::: EXTRACTED INFORMATION :::

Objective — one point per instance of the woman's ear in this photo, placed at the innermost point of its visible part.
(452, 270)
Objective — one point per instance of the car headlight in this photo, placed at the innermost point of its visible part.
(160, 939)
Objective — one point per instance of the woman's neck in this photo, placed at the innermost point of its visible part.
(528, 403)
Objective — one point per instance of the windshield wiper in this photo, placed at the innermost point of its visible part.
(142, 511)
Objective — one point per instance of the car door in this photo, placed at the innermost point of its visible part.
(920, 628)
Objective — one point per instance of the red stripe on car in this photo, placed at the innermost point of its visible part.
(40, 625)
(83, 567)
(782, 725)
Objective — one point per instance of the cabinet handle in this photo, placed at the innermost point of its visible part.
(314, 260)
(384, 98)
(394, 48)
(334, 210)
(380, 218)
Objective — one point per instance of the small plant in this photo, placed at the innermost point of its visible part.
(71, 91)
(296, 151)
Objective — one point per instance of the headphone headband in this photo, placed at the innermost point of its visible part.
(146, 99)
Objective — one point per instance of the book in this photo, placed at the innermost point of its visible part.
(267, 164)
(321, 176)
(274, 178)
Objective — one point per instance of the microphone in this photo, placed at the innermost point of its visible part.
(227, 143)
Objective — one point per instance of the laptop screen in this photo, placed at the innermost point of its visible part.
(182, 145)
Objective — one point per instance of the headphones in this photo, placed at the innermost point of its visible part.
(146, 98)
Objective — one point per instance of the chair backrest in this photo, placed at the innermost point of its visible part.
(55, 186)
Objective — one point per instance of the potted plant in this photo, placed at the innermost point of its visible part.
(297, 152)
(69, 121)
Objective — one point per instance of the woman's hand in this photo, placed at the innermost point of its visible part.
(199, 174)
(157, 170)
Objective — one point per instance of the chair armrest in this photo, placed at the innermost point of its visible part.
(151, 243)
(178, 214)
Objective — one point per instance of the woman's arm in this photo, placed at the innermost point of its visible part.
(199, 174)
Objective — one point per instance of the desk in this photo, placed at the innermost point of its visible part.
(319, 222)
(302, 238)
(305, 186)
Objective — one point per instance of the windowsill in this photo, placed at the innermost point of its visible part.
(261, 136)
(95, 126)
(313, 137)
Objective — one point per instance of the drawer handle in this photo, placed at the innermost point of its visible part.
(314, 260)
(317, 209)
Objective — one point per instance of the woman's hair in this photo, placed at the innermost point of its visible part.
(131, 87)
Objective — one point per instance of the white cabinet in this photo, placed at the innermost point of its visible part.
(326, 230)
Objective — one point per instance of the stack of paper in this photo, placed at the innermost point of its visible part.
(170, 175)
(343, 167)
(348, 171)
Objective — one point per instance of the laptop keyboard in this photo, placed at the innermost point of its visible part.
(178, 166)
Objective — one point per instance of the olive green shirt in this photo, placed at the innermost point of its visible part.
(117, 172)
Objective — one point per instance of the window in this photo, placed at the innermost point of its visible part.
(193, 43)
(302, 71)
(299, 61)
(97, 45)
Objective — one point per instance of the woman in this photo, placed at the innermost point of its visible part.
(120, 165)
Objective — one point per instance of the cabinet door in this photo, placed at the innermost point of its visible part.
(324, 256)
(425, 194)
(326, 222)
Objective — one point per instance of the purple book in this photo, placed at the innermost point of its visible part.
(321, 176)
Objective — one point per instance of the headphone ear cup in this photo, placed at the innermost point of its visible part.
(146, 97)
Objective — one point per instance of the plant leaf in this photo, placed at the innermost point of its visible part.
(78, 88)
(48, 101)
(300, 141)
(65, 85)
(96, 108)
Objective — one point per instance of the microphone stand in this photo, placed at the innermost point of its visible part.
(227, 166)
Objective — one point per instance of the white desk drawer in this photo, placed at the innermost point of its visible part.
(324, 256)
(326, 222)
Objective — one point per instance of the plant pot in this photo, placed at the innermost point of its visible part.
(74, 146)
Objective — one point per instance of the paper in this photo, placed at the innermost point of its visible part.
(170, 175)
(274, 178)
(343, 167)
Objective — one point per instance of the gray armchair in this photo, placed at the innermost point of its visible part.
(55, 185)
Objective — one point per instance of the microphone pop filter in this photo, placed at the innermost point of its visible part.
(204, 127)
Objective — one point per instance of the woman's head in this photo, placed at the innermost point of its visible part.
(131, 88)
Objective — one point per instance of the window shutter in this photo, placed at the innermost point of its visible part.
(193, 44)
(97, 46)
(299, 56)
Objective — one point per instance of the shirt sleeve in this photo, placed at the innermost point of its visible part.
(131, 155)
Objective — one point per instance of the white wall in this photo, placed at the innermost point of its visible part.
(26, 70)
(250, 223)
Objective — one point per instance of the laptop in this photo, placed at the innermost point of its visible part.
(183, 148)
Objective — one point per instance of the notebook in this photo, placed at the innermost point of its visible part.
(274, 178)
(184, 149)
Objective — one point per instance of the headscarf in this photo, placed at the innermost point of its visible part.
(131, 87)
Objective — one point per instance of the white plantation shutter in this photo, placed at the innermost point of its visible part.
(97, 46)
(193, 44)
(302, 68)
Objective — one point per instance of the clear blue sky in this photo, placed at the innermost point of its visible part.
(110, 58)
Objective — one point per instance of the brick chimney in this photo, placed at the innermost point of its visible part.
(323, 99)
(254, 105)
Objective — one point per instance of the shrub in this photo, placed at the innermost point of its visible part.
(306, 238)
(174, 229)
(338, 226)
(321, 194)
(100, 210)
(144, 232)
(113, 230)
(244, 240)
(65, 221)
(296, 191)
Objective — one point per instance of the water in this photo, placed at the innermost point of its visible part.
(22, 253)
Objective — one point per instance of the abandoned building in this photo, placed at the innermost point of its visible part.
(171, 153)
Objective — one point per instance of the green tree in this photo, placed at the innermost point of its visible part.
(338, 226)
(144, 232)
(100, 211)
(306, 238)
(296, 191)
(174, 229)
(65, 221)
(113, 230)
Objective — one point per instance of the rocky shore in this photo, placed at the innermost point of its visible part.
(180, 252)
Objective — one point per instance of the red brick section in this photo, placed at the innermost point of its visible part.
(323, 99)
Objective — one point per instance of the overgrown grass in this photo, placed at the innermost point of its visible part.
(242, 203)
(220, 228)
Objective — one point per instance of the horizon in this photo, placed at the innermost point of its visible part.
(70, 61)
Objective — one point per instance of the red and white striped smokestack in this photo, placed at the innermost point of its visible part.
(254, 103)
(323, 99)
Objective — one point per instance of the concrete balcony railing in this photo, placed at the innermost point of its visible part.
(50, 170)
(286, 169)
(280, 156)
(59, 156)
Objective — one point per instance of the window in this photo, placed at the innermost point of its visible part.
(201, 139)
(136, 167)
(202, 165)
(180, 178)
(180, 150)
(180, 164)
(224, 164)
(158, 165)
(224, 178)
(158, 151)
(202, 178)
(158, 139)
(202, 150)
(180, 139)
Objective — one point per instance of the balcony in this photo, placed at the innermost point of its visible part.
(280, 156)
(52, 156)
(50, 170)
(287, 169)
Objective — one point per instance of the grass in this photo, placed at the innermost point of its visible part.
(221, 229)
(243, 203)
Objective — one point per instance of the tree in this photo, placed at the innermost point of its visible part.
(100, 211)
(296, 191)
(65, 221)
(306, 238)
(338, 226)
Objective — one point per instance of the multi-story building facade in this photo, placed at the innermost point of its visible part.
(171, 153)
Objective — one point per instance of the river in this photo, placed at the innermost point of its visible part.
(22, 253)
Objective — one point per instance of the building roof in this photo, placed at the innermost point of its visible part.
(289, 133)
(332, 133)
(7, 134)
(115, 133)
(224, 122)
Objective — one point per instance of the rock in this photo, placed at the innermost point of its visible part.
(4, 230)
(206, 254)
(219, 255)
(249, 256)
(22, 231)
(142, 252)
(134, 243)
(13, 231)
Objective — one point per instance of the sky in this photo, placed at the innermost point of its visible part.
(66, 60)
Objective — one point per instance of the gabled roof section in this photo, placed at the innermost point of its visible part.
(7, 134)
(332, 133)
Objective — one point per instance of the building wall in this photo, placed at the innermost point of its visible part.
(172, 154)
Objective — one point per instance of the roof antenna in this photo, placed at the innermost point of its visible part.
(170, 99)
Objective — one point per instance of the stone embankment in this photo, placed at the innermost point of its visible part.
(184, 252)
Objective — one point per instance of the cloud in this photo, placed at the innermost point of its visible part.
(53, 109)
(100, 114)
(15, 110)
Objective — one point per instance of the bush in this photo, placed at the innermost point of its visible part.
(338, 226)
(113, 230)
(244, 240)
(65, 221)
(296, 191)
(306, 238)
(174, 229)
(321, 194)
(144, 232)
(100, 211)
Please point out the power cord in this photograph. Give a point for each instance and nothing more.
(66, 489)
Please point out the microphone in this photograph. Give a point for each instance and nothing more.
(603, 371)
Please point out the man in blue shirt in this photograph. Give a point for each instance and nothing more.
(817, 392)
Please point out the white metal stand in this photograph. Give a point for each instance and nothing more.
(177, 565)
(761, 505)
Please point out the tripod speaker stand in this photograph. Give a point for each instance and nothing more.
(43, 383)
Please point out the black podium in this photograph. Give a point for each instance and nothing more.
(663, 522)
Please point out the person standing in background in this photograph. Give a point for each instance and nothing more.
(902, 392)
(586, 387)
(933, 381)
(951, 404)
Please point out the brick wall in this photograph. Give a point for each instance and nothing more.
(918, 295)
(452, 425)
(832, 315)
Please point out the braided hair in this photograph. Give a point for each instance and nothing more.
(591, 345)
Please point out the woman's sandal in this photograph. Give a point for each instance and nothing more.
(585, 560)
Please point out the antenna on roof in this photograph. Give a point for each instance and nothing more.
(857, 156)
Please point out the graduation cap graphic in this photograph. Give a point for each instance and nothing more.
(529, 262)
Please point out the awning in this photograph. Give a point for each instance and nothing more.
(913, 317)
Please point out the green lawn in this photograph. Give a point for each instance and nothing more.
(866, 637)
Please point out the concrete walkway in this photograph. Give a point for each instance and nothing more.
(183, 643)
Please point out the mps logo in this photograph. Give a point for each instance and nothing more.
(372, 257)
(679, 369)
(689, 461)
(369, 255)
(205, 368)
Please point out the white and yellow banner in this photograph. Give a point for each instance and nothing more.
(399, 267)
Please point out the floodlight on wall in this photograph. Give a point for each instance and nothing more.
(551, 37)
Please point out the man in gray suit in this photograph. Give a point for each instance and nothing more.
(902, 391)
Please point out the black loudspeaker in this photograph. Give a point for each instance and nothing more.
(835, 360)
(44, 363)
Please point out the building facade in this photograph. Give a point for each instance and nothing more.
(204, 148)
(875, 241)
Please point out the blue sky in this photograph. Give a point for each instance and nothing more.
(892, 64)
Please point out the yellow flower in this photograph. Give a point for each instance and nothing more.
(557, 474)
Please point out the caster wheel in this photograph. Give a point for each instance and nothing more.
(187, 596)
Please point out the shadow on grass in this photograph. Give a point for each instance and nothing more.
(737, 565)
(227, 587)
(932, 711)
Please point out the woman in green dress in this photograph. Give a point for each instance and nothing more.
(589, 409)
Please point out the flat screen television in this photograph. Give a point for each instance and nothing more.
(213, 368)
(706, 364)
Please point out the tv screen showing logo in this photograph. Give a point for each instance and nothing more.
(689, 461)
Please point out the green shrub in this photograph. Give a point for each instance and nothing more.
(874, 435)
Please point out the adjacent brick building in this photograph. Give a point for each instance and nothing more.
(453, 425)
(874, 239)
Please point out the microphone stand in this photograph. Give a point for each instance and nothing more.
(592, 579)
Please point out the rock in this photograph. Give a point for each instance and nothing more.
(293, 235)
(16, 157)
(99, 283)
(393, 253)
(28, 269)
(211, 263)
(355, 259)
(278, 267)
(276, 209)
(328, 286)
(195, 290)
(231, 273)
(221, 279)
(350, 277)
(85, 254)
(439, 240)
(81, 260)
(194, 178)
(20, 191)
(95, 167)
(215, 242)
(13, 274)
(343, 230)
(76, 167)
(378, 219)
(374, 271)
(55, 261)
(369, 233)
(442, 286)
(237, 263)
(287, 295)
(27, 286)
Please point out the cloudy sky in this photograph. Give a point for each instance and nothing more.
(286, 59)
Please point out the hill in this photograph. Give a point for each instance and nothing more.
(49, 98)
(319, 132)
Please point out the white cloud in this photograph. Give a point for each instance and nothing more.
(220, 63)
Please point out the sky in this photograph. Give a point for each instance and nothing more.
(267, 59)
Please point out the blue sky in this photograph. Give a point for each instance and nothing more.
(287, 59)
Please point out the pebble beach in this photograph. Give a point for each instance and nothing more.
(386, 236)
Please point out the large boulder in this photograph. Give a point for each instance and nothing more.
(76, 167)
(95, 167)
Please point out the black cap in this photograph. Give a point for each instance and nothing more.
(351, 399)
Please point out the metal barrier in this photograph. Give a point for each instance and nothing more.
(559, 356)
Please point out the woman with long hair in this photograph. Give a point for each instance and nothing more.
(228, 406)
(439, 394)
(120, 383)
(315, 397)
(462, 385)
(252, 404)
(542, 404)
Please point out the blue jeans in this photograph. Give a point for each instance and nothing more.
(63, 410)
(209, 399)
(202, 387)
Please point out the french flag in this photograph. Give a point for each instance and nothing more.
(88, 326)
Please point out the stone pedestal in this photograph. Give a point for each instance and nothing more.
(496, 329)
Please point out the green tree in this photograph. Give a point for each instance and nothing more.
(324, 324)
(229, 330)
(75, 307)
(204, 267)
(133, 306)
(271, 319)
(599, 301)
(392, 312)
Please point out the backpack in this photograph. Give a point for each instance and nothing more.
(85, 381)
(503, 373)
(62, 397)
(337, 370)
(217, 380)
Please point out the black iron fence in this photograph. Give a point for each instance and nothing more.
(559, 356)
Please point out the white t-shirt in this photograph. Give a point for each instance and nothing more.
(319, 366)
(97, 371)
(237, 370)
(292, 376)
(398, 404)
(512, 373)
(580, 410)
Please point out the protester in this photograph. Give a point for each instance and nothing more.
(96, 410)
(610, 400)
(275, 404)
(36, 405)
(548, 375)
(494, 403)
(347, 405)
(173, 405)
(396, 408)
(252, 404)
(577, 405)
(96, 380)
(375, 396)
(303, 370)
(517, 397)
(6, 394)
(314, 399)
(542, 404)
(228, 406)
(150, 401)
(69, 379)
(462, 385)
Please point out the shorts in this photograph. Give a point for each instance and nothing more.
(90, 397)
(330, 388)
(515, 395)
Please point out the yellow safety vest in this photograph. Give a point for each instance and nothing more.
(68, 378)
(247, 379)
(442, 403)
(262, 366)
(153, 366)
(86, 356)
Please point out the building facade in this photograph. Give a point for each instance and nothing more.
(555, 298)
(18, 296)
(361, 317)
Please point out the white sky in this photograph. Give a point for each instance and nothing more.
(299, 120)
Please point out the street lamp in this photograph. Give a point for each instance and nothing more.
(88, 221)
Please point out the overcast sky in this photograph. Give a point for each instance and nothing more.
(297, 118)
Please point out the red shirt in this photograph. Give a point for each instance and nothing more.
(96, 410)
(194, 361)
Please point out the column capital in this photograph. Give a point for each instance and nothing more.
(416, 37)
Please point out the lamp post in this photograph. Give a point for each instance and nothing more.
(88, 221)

:::

• WHAT TO PRODUCE: Beginning at the line that holds "Please point out the shorts", write out word for word each line through the end of the records.

• TASK OUTPUT:
Please point out the shorts in this photograph. Give a point for each instance and nothing more.
(90, 397)
(330, 388)
(515, 395)
Please point out the yellow safety vest in this photograph. Give a point for each instance and nothing more.
(68, 378)
(247, 379)
(442, 403)
(262, 366)
(153, 366)
(86, 356)
Please point out the building facade in this photograph. Give a point for each instance and nothing more.
(555, 298)
(18, 296)
(361, 317)
Please point out the white sky in this photograph. Give a point for each instance and nothing more.
(299, 120)
Please point out the street lamp in this photograph. Give a point for each instance and nothing more.
(88, 221)
Please point out the overcast sky in this photograph. Give a point for each instance and nothing more.
(297, 118)
Please point out the red shirt in this photograph. Give a point for each instance and nothing more.
(96, 410)
(194, 361)
Please point out the column capital in this photograph. Give a point for each instance and nothing more.
(416, 37)
Please point out the lamp post in this photograph. Give a point for each instance and nothing more.
(88, 221)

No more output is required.